- Prompt: The answer must be the full listing, word for word, with no pictures in it.

- Dataset excerpts:
____

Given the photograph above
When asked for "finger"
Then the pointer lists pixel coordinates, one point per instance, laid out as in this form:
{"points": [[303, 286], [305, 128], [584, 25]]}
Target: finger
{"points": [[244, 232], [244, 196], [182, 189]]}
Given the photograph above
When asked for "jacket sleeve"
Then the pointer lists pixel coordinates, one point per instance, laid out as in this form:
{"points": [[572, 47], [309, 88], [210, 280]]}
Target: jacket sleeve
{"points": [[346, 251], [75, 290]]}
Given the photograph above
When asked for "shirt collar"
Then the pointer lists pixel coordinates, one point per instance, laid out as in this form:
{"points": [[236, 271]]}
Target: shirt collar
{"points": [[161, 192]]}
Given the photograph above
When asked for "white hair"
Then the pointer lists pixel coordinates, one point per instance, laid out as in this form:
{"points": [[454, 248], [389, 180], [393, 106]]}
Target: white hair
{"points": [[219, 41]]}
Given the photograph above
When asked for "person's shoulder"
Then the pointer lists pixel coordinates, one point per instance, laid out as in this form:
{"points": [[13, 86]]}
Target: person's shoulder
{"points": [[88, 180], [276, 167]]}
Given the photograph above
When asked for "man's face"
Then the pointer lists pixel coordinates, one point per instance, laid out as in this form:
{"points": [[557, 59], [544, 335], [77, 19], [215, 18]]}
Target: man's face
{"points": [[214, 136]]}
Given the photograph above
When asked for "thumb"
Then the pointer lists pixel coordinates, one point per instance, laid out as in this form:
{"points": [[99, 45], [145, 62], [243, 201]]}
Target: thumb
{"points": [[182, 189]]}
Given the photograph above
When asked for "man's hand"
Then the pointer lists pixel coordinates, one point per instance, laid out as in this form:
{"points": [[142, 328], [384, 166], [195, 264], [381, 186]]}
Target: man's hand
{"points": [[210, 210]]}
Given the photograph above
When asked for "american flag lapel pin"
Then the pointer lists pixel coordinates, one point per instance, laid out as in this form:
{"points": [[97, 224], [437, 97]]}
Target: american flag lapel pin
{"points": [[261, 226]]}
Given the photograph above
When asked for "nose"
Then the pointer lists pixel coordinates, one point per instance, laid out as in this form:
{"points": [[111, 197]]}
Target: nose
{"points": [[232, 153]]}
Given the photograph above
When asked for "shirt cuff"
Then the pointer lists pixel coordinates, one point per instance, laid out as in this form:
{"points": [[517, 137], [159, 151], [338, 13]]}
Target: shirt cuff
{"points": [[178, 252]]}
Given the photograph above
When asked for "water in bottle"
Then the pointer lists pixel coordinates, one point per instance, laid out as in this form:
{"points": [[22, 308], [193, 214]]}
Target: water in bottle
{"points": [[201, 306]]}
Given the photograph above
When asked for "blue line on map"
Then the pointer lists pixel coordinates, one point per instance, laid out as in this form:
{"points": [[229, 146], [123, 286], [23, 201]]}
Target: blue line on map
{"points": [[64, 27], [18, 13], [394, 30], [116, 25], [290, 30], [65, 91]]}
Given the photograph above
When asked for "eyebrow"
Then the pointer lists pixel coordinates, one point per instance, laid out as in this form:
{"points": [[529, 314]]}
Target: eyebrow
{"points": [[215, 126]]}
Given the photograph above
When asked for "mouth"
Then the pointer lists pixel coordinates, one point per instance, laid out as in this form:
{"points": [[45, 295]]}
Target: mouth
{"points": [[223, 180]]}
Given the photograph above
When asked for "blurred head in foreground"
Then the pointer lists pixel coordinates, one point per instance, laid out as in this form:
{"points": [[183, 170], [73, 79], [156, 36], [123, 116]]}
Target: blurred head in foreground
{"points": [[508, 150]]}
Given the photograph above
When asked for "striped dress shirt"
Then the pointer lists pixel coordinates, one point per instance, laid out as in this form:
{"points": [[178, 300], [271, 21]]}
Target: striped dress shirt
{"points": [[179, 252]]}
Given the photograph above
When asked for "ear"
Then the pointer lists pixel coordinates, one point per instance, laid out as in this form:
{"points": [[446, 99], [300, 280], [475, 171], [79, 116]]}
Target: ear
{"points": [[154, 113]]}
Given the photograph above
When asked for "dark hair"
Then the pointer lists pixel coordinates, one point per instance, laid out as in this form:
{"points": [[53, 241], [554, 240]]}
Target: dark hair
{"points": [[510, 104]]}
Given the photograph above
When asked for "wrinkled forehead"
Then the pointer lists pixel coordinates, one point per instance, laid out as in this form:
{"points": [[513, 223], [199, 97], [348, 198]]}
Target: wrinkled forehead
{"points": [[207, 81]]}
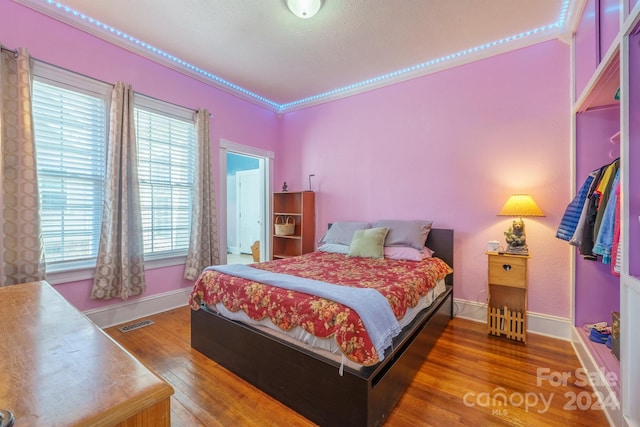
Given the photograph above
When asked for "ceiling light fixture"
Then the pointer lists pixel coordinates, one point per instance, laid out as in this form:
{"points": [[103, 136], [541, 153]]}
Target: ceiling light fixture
{"points": [[304, 8]]}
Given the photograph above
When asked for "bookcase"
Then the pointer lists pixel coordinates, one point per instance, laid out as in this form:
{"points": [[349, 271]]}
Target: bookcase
{"points": [[297, 207]]}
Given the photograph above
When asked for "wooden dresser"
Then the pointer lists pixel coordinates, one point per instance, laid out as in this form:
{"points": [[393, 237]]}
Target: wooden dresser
{"points": [[57, 368]]}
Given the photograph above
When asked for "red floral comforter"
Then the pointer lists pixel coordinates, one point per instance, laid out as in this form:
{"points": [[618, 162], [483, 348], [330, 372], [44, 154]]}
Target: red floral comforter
{"points": [[403, 283]]}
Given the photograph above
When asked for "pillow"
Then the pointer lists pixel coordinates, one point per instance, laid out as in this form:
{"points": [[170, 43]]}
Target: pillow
{"points": [[368, 243], [407, 253], [342, 232], [334, 248], [406, 233]]}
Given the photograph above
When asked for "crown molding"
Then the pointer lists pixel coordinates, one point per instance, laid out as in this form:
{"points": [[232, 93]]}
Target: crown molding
{"points": [[563, 29]]}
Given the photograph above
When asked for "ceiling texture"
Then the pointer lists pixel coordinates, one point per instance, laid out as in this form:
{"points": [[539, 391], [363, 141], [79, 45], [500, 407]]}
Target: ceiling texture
{"points": [[260, 51]]}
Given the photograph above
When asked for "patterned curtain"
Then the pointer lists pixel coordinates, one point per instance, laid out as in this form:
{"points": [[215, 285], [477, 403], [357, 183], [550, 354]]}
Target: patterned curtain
{"points": [[120, 263], [203, 247], [21, 245]]}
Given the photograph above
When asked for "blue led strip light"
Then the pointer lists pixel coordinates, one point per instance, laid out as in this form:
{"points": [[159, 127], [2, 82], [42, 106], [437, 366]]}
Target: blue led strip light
{"points": [[162, 53], [374, 80], [283, 107]]}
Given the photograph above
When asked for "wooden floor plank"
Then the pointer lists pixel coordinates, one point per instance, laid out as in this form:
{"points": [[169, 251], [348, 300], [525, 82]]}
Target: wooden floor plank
{"points": [[460, 382]]}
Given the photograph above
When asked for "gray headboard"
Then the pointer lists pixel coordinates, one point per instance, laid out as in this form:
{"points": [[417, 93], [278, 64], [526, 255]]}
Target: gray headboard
{"points": [[440, 240]]}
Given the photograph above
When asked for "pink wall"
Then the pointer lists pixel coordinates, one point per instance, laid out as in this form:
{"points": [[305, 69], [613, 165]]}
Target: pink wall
{"points": [[451, 146], [61, 45]]}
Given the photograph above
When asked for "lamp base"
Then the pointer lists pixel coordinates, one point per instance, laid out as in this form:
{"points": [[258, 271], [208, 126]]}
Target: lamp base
{"points": [[517, 250]]}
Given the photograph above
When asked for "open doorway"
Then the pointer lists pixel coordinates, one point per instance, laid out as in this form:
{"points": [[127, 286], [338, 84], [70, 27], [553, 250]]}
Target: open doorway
{"points": [[246, 187]]}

____

- Task output:
Given the photograph above
When asked for "finger"
Then the pointer lists pixel coordinates, one point per instance, laid out as in this form:
{"points": [[303, 286], [305, 128], [584, 25]]}
Target: finger
{"points": [[244, 232], [244, 196], [182, 189]]}
Given the photograph above
When asked for "jacket sleeve"
Then the pointer lists pixel coordinates, one point per instance, laid out as in this form:
{"points": [[572, 47], [309, 88], [210, 280]]}
Target: jacket sleeve
{"points": [[346, 251], [75, 290]]}
Given the photograph above
When asked for "shirt collar"
Then the pointer lists pixel coordinates, one point per instance, laid out as in this form:
{"points": [[236, 271]]}
Target: shirt collar
{"points": [[161, 192]]}
Given the photograph above
When asked for "white hair"
Then the pointer lists pixel coordinates, one point per instance, laid out as in this form:
{"points": [[454, 248], [389, 180], [393, 106]]}
Target: white hair
{"points": [[219, 41]]}
Given the photograph above
When asked for "person's shoulder"
Then the pointer lists pixel coordinates, one point per instance, laid out as in this form:
{"points": [[13, 86]]}
Target: person's shoulder
{"points": [[88, 180], [276, 167]]}
Given the photograph above
When asked for "man's face"
Then the pointer lists pixel coordinates, one point per instance, laid out as in this form:
{"points": [[557, 59], [544, 335], [77, 19], [215, 18]]}
Target: man's face
{"points": [[214, 136]]}
Given the photograph above
When asked for "thumb"
Then the pointer lists pixel coordinates, one point per instance, laid out as in this form:
{"points": [[99, 45], [145, 62], [243, 201]]}
Target: thumb
{"points": [[182, 189]]}
Given the photograph above
When asked for "man's hand"
Then the pointer lists pixel coordinates, one point per instance, laid out as in this form:
{"points": [[142, 328], [384, 166], [195, 264], [381, 186]]}
Target: man's hand
{"points": [[210, 210]]}
Given the photograph above
When asked for "american flag lapel pin"
Then the pointer lists pixel coordinates, one point per instance, laid out as in this form:
{"points": [[97, 224], [437, 97]]}
Target: american flag lapel pin
{"points": [[261, 226]]}
Given the photograph above
When asked for "nose"
Then the pointer lists pixel coordinates, one point per instance, laid out as in this form:
{"points": [[111, 197]]}
Target: nose
{"points": [[232, 153]]}
Given the photograph above
When asked for "shirt cuff"
Then the pointer lists pixel coordinates, one point per instance, laid out as in this form:
{"points": [[517, 137], [159, 151], [338, 13]]}
Target: shirt cuff
{"points": [[178, 252]]}
Given the photograph above
When asked for "water in bottle"
Then the pointer lists pixel coordinates, one point per instance, laid out as in this form:
{"points": [[22, 308], [193, 214]]}
Target: water in bottle
{"points": [[201, 306]]}
Given the photograph above
When asked for "blue line on map"
Then the pointer lists pixel coordinates, one point per instance, laid out as in this form:
{"points": [[229, 146], [123, 286], [23, 201]]}
Target: blue line on map
{"points": [[64, 27], [18, 13], [394, 30], [116, 25], [290, 30], [65, 91]]}
Given the photograph above
When asked for "eyebrow"
Then the pointer lists pixel coordinates, one point per instance, laid out as in this form:
{"points": [[529, 314]]}
Target: eyebrow
{"points": [[215, 126]]}
Given the photograph above
When asked for "mouth"
Then the pointer lists pixel coordinates, one point per instance, laid out as in this form:
{"points": [[45, 295]]}
Target: mouth
{"points": [[223, 180]]}
Given the photograph above
When asked for "blurred head in foreground"
Then the pointer lists pixel coordinates, one point per instance, laid out as in this form:
{"points": [[183, 170], [73, 79], [156, 36], [123, 116]]}
Target: blurred head in foreground
{"points": [[508, 150]]}
Given the photograph above
When asked for "striped dress shirt"
Then the pointer lists pixel coordinates, one point per instance, laid out as in this form:
{"points": [[178, 300], [271, 21]]}
Target: striped dress shirt
{"points": [[179, 252]]}
Given the photograph above
When asked for "ear"
Then the pointer lists pixel coordinates, one point per instance, laid out as in this form:
{"points": [[446, 99], [300, 280], [475, 171], [79, 116]]}
Target: ear
{"points": [[154, 113]]}
Given the photograph above
When asked for "dark hair"
Then the pointer lists pixel coordinates, one point per instance, laid out as in this form:
{"points": [[53, 241], [554, 240]]}
Target: dark hair
{"points": [[510, 104]]}
Given the photograph above
When asked for "wrinkled forehead"
Then the pointer lists pixel coordinates, one point per instance, laid out as in this form:
{"points": [[513, 223], [199, 97], [348, 198]]}
Target: wrinkled forehead
{"points": [[207, 81]]}
Given the photograph above
When asked for "ceiling light fixture"
Then the pointer lists pixel coordinates, one point per instance, laid out as in this form:
{"points": [[103, 136], [541, 153]]}
Target: ceiling light fixture
{"points": [[304, 8]]}
Given the photograph above
When asked for "bookcase"
Then the pointer lists pixel coordinates, one point per instance, laid out as in this form:
{"points": [[349, 271]]}
Target: bookcase
{"points": [[297, 207]]}
Given the photograph above
When asked for "wooden dresser"
Then the pointer lists pixel coordinates, one point per instance, laid out as in this form:
{"points": [[393, 237]]}
Target: wooden dresser
{"points": [[57, 368]]}
Given the photograph above
When asked for "red floral comforter"
Then the pointer lists pixel coordinates, one point per instance, laid out as in this form:
{"points": [[618, 162], [483, 348], [330, 372], [44, 154]]}
Target: red floral comforter
{"points": [[403, 283]]}
Given the photograph above
When asked for "pillow"
Then the pointer lists pixel coordinates, one point per instance, laid out as in this form:
{"points": [[170, 43]]}
Target: pillow
{"points": [[368, 243], [407, 253], [342, 232], [334, 248], [406, 233]]}
Given the photograph above
When asked for "crown molding"
Then the pointer lists pixel coordinates, one point per instance, laid out as in this form:
{"points": [[232, 93]]}
Target: crown molding
{"points": [[563, 29]]}
Given the photograph above
When asked for "ceiling texture"
Then the pointer lists pixel coordinates, one point per instance, laid out as in this form:
{"points": [[539, 391], [363, 141], [79, 45], [500, 407]]}
Target: ceiling texture
{"points": [[260, 51]]}
Given the photograph above
When asked for "patterned curtain"
Then the pointer lists pixel coordinates, one point per instance, laid out as in this form:
{"points": [[215, 285], [477, 403], [357, 183], [550, 354]]}
Target: patterned curtain
{"points": [[120, 263], [203, 247], [21, 245]]}
Given the photograph above
When asked for "blue led strip light"
Then the pointer lists pixel coordinates, one point per instance, laid out as in this form:
{"points": [[159, 127], [2, 82], [42, 106], [437, 366]]}
Target: blue led strip light
{"points": [[162, 53], [374, 80], [283, 107]]}
Given the photograph above
When asked for "wooden floor plank"
Then the pointer lists pixel coordinates, one point per instance, laid out as in this form:
{"points": [[169, 251], [348, 300], [525, 82]]}
Target: wooden floor plank
{"points": [[460, 382]]}
Given the photograph above
When asked for "gray headboard"
Then the pointer lists pixel coordinates, one point per instance, laid out as in this form:
{"points": [[417, 93], [278, 64], [526, 255]]}
Target: gray headboard
{"points": [[440, 240]]}
Given the photograph above
When asked for "pink wall"
Then the pointer lists pixel coordinates, one point per instance, laid out as in this form:
{"points": [[305, 69], [613, 165]]}
Target: pink wall
{"points": [[451, 146], [61, 45]]}
Given the photograph above
When asked for "lamp base"
Then the pointer lists pixel coordinates, one point per instance, laid out as in this form:
{"points": [[258, 271], [208, 126]]}
Target: lamp base
{"points": [[517, 250]]}
Given the photograph above
When asked for "open doorway"
Then the pointer lists pixel coordinates, one point per instance, laid out as in this form:
{"points": [[127, 286], [338, 84], [70, 27], [553, 250]]}
Target: open doorway
{"points": [[246, 187]]}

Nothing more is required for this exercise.